> Exercise requirements
- A) Repeat word for word the part of the destroyed-lab essay starting with "What does the" and going on through "this point J).".
- B) According to the destroyed-lab essay, how many creditor calls arrive each day?

> Excerpted passage
■ ■ ■ ■

The experiment is perking along. The scientist is gathering data. All is well in Labsville.
But then …
The monkey gets out of his cage and frees the rats and the mice. The rats and the mice turn on all the Bunsen burners. The animals break the glass and escape. The flames ignite chemicals in glass vials all over the lab. Ka-BLAM! The lab explodes.
What does the scientist do?
She wails and moans (surely). She cleans up (hopefully). And she starts over (if she’s determined.
Welcome to my destroyed lab.
I’m somewhere between the wail and moan phase and the clean-up phase.
My lab isn’t a place full of monkeys and rats and mice. It has no Bunsen burners or vials of chemicals (though certain chemicals could be helpful at this point J).
My lab is life. And the experiment was: make my top priority finding reasons to feel good to see if feeling good is the secret to creating the life you desire.
In order to test my hypothesis, one element must be in place. I MUST feel good.
Yesterday, I stopped feeling good about noon. I tried to find relief and get back to feeling good. I stopped and wrote about Ducky. I used the chi machine. I had a healthy, yummy meal with Tim and we talked about things we want.
I still didn’t feel better.
I looked around the house at things I appreciate. I cuddled with Ducky. Tim and I watched a show that makes us feel good (Extreme Home Makeover). I still didn’t feel good.
In fact, the more I tried to feel good, the worse I felt.
I was sucked back into the previous year, remembering how I felt at the start of last year, thinking that the year was so filled with promise. We’d received this great insurance settlement. We were fixing up the house. I thought I had months of freedom and time ahead of me to do my writing without pressure. I thought we were on the verge of something amazing. Truly, I did.
Then in August, I discovered my sense of freedom was an illusion. We had no money and all our credit cards were charged to the hilt. I went from happy and focused to devastated and confused.
Now, we get 10 to 20 creditor calls a day. They’re like little Red Alert sirens going off in the background, yanking me out of my everything’s-going-to-be-okay place.
The books and screenplays I’ve written are stalled on someone’s desk—no sales yet.
And yes, I know I’m telling it like it is, not like how I want it to be. Which is why I feel so lousy.
I got hung up on the intentions, I think. Abraham says to intend your way through your day—they call it segment intending: decide what you want before you go into each part of your day. I’ve tried this many times off and on through the last few years. I’ve yet to have a day go the way I intended it to go. So I get pissed off (I don’t think that’s part of the process).
Then there’s that placemat process—you put on one side of the page what you’ll absolutely do that day and on the other side of the page, you write down what you want the universe to do. I’ve done that many times too, and I’ve yet to have the universe do anything on its list.

■ ■ ■ ■

> Data extract

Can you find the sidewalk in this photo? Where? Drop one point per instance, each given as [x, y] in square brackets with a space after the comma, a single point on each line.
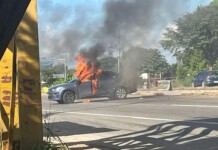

■ ■ ■ ■

> Answers
- A)
What does the scientist do?
She wails and moans (surely). She cleans up (hopefully). And she starts over (if she’s determined.
Welcome to my destroyed lab.
I’m somewhere between the wail and moan phase and the clean-up phase.
My lab isn’t a place full of monkeys and rats and mice. It has no Bunsen burners or vials of chemicals (though certain chemicals could be helpful at this point J).

- B) 10 to 20 creditor calls a day.